Beginning at the line containing "Please segment every instance of the small", output every line to the end of the data below exactly as it appears.

LISTED ENTRIES>

# # # # # # #

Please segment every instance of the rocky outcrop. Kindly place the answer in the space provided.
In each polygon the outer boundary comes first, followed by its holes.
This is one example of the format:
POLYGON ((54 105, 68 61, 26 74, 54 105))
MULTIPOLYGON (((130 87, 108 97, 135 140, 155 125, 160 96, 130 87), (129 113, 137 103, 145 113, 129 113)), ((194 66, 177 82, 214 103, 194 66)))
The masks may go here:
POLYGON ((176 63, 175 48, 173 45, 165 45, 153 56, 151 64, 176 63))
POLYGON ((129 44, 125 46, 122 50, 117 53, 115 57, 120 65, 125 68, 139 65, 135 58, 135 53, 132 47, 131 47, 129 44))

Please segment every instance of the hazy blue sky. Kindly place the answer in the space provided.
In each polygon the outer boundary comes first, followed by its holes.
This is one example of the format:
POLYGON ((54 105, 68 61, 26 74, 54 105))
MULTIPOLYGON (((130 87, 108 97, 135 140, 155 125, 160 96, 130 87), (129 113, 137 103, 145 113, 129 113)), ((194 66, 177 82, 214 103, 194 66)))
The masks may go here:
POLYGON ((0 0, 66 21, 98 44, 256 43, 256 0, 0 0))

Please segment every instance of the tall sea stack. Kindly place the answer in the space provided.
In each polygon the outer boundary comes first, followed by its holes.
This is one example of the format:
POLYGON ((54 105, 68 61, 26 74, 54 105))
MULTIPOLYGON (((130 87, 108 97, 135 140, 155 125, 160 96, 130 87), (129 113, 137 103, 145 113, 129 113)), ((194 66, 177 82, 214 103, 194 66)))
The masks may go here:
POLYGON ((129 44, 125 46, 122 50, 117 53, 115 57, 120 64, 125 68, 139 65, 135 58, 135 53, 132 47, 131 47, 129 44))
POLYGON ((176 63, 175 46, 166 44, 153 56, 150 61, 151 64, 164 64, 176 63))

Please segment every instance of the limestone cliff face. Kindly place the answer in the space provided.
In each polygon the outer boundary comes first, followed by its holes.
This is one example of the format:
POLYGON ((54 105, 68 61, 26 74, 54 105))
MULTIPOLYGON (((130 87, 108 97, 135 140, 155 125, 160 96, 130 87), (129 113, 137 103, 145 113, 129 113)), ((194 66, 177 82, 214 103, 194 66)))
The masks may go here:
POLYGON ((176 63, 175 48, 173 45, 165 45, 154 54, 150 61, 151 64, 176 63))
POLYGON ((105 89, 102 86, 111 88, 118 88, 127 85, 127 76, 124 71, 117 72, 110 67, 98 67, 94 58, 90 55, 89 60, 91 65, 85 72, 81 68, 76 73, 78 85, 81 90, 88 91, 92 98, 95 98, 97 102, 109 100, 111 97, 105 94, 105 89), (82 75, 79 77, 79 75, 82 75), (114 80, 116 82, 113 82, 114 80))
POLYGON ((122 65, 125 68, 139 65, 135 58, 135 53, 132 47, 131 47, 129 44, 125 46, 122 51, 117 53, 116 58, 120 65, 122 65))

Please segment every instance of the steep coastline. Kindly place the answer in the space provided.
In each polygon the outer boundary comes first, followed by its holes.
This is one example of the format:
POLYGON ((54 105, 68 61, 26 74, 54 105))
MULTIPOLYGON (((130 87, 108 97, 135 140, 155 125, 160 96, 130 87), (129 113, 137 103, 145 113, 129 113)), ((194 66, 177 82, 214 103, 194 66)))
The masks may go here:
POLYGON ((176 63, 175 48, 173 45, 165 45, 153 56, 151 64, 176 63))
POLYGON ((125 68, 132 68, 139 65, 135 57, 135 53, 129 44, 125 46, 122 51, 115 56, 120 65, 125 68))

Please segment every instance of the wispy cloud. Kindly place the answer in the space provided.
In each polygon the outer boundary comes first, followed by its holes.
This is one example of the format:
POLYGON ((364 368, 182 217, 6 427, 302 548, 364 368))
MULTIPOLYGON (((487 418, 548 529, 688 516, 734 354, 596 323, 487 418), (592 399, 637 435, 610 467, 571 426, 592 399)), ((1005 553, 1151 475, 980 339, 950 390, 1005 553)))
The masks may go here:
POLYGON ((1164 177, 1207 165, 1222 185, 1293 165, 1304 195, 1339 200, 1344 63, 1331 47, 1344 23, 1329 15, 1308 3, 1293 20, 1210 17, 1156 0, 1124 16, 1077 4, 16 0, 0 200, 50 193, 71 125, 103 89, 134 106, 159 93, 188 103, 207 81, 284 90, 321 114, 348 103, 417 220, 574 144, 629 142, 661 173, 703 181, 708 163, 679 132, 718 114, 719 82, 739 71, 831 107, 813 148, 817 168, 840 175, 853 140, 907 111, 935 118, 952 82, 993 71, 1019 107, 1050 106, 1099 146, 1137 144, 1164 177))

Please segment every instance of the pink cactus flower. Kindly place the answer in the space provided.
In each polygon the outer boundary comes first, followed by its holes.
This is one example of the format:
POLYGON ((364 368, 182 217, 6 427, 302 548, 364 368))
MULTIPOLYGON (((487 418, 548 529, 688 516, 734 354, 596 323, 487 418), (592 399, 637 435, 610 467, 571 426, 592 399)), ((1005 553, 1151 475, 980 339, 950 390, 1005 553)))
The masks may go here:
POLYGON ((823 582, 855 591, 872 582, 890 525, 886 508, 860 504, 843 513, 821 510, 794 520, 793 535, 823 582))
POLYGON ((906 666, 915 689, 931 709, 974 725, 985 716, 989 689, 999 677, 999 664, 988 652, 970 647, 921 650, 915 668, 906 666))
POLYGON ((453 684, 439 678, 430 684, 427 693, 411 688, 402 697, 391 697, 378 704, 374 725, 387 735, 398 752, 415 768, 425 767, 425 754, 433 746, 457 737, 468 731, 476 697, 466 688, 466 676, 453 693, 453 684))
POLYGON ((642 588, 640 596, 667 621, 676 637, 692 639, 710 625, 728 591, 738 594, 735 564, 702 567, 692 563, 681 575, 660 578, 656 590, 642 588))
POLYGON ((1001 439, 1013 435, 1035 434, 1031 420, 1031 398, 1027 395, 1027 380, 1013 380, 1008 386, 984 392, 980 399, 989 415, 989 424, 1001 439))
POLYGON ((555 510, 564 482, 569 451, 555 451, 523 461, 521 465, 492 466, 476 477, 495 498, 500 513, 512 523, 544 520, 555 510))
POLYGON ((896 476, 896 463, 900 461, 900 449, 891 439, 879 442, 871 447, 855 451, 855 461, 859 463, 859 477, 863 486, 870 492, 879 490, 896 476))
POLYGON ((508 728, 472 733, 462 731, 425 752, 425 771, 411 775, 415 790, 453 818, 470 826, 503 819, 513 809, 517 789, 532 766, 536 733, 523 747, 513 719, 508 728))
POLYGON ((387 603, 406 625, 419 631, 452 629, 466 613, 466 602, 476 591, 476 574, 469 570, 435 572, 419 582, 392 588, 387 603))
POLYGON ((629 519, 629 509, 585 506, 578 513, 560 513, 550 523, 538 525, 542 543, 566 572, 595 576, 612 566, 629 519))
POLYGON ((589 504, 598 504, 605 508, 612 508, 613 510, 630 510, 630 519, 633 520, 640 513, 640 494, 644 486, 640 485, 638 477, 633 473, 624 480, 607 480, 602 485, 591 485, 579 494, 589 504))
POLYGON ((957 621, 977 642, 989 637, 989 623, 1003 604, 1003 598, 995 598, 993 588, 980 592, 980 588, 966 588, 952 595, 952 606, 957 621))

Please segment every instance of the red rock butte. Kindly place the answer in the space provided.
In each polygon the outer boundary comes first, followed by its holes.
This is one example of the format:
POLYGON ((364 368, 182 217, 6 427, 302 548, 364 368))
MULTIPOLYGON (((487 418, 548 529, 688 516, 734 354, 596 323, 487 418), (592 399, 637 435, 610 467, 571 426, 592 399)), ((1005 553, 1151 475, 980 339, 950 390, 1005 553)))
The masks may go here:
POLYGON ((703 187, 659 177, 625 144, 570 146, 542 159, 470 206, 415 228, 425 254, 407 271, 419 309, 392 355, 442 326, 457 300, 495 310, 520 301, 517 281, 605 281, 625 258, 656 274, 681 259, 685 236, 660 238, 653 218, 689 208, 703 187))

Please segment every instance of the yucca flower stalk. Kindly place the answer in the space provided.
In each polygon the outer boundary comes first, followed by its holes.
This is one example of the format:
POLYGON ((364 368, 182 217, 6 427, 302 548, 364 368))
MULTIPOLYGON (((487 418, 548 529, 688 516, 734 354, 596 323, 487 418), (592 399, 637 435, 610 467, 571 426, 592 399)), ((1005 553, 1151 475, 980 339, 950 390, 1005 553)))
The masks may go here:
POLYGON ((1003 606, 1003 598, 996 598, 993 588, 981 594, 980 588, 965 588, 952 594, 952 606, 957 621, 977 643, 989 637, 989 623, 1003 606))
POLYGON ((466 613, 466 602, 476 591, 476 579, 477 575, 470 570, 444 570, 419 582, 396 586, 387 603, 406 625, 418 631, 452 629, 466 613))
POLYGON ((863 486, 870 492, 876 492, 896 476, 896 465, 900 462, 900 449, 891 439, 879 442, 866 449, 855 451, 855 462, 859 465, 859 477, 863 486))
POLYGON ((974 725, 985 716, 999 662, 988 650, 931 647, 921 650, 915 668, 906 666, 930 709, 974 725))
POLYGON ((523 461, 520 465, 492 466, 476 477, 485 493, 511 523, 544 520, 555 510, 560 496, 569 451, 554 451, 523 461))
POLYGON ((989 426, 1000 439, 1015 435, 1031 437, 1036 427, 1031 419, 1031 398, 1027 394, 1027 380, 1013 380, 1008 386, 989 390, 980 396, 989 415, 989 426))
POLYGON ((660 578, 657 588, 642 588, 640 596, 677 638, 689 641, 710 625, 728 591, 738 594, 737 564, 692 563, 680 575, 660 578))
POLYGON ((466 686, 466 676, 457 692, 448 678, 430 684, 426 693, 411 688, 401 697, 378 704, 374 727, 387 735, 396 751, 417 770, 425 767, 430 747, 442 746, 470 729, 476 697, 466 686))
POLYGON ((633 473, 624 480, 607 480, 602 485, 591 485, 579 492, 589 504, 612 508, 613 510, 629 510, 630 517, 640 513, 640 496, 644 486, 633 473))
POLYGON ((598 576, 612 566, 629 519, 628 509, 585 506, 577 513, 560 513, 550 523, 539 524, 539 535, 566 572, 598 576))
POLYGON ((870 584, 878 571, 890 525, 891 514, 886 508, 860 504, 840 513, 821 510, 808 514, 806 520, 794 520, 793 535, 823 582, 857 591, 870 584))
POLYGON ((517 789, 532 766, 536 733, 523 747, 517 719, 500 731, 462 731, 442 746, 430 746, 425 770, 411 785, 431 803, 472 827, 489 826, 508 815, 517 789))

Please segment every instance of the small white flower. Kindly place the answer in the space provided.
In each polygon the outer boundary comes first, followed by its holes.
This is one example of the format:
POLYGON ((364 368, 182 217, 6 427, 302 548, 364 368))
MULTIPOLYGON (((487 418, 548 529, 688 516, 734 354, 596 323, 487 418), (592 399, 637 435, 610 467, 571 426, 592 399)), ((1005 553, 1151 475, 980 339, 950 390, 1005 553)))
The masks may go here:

# # # # # # #

THE RESPONSE>
Please segment every instance of the small white flower. Kindly place the answer in the space provided.
In each polygon the outer boundary comes first, followed by its holes.
This is one example of the format:
POLYGON ((364 368, 182 217, 6 427, 302 548, 364 368))
MULTIPOLYGON (((487 418, 548 529, 688 516, 734 354, 596 323, 487 418), (592 399, 637 435, 610 467, 571 426, 592 399)), ((1005 553, 1151 475, 980 339, 950 390, 1005 553)))
The masks may go here:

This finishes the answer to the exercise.